* Data in this exercise:
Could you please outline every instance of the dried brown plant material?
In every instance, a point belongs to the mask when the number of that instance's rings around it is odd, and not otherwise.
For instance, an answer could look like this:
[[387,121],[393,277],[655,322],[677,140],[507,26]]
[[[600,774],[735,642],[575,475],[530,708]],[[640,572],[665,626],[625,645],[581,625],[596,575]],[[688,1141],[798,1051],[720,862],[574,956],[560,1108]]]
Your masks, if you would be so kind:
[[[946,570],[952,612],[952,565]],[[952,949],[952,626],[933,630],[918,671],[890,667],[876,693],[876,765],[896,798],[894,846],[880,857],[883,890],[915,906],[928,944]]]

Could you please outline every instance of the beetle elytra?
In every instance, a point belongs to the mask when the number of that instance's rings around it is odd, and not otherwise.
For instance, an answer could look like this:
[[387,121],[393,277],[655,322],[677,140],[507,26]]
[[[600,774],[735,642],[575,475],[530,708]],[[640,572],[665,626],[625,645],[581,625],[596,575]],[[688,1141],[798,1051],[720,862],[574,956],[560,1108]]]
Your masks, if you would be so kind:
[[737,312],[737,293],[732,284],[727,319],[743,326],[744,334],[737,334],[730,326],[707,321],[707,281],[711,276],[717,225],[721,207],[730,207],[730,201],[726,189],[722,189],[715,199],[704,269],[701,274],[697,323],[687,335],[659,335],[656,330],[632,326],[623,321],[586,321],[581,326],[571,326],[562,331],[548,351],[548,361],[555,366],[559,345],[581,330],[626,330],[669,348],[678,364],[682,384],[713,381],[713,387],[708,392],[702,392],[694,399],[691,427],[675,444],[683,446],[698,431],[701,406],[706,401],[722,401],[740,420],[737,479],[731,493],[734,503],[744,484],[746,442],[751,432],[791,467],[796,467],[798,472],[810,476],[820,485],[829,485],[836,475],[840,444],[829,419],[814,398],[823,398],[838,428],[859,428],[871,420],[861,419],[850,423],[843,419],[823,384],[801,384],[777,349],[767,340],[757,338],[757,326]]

* Exercise description:
Find "Could you please outline every instance of the beetle" in the data above, then repeat that line and all lines after it exactly, ending with the final line.

* Written reply:
Could you please outline every instance of the beetle elytra?
In every instance, a point belongs to the mask when the number of that instance's rings around it is odd, and not otherwise.
For instance, an answer could look like this:
[[387,121],[393,277],[655,322],[677,140],[507,26]]
[[[600,774],[735,642],[575,475],[530,708]],[[640,572],[665,626],[625,645],[581,625],[596,575]],[[688,1141],[798,1051],[720,862],[574,956],[560,1108]]]
Your masks, if you would be so kind:
[[737,312],[737,293],[732,284],[727,319],[743,326],[744,334],[737,334],[730,326],[707,321],[707,281],[711,276],[717,225],[721,207],[730,207],[730,201],[726,189],[722,189],[715,199],[704,269],[701,274],[697,323],[687,335],[659,335],[656,330],[632,326],[623,321],[586,321],[581,326],[571,326],[562,331],[548,351],[548,361],[555,366],[559,345],[581,330],[626,330],[669,348],[678,364],[682,384],[713,381],[713,387],[708,392],[702,392],[694,399],[691,427],[675,444],[683,446],[698,431],[701,406],[706,401],[722,401],[740,420],[737,479],[731,493],[734,503],[744,484],[746,442],[751,432],[791,467],[796,467],[798,472],[810,476],[820,485],[829,485],[836,475],[840,444],[829,419],[814,398],[823,398],[838,428],[859,428],[871,420],[861,419],[850,423],[843,419],[823,384],[801,384],[777,349],[767,340],[757,338],[757,326]]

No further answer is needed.